**** PAGE EXTRACT ****

Before you demand an “evidence-based” or “data-driven” justice system, make sure you know who is actually doing the driving.
Jeffrey Butts, July 2021 (rev)
Someone has to pay for the evaluation evidence used to fashion community safety strategies, and evaluation research can be quite expensive. Some statistical work may be conducted by analysts operating on their own, but good evaluation research is labor intensive, often requiring paid staff, original data collection, and external funding. When we review the findings of evaluation research, we are essentially seeing answers to whatever questions researchers were paid to investigate.
What sort of questions tend to be ignored by evaluation research? How does this affect public policy and our understanding of the best ways to ensure community safety and community well-being?
Evaluation evidence comes from investments made by policymakers, government agencies, and foundations. Their investments are not free of bias. They reflect the goals, beliefs, and values of funding bodies as shaped by cultural, class-based, and racial biases. And, of course, the biases of economic and cultural elites tend to favor non-structural explanations of crime.
In other words, foundation officers and elected officials instinctively prefer to locate the origins of crime in individual pathology rather than inequality, injustice, and community disinvestment. As a result, justice research more often than not measures the effects of interventions on individual behavior instead of social structure and community context.
Here’s the key question: Are wealthy neighborhoods relatively free of violence because so many inherently non-violent people decided to live there, or do the structural and economic advantages of wealthier neighborhoods themselves lead to lower rates of violence? Reasonable answers to this question would suggest a range of public safety policies, but research often concentrates on just one — individual interventions to address anti-social behaviors.

**** EXERCISE DATA ****

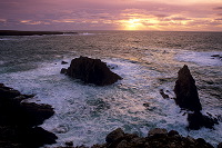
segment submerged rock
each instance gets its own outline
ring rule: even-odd
[[[213,128],[215,124],[219,124],[216,118],[204,116],[198,111],[195,111],[194,114],[189,114],[188,121],[189,121],[188,128],[194,130],[198,130],[201,127]]]
[[[183,66],[183,68],[179,70],[174,92],[174,100],[179,107],[191,111],[202,110],[195,80],[190,73],[188,66]]]
[[[117,134],[114,136],[114,134]],[[112,140],[103,145],[94,145],[92,148],[213,148],[204,139],[182,137],[178,131],[168,132],[167,129],[151,129],[148,137],[139,137],[133,134],[124,134],[121,128],[113,130]]]
[[[37,127],[54,114],[53,109],[22,101],[30,97],[0,83],[1,148],[38,148],[56,142],[56,135]]]
[[[85,83],[94,83],[98,86],[112,85],[122,79],[112,72],[100,59],[91,59],[88,57],[73,59],[67,70],[67,75],[81,79]]]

****

**ASSIGNED TASK 1:**
Answer these questions about the essay on evaluation research:
(a) From whose investments does evaluation evidence come?
(b) Where do foundation officers and elected officials instinctively prefer to locate the origins of crime?
(c) On which single kind of public safety policy does research often concentrate?
**ASSIGNED TASK 2:** From the essay on evaluation research, extract the part that opens with the words containing "Before you demand" and closes with "July 2021 (rev)".
**ASSIGNED TASK 3:** Write what comes next in the essay on evaluation research, picking up after its final sentence.

**RESPONSE AREA 1:**
(a) Policymakers, government agencies, and foundations.
(b) In individual pathology rather than inequality, injustice, and community disinvestment.
(c) Individual interventions to address anti-social behaviors.

**RESPONSE AREA 2:**
Before you demand an “evidence-based” or “data-driven” justice system, make sure you know who is actually doing the driving.
Jeffrey Butts, July 2021 (rev)

**RESPONSE AREA 3:**
Evaluation researchers are also rational creatures. Their main goal is to publish – a lot. They prefer to evaluate interventions that can be tested quickly in order to turn around publications quickly, and it is less time-consuming to study policies focused on individuals, especially when it is possible to use pre-existing administrative data without spending the time required to collect new data.
Community-level interventions and primary prevention programs are time consuming, hard to control, and more likely to produce ambiguous findings. Sample sizes are inherently smaller, which means statistical rigor is more elusive. Testing the effect of interventions at the neighborhood or community level may lead to fewer publications and less exciting results. So, like their funding partners, evaluation researchers often prefer to address public safety issues at the level of individual behaviors, testing therapeutic interventions and law enforcement strategies rather than strategies designed to improve community safety overall.
Just remember, when someone tells you “what research says” about effective ways to reduce crime and violence, they’re describing a research base that was created by people and organizations with opinions, values, and self-interests.
Research findings don’t appear like wildflowers in a meadow. They are planted and watered by gardeners with intention.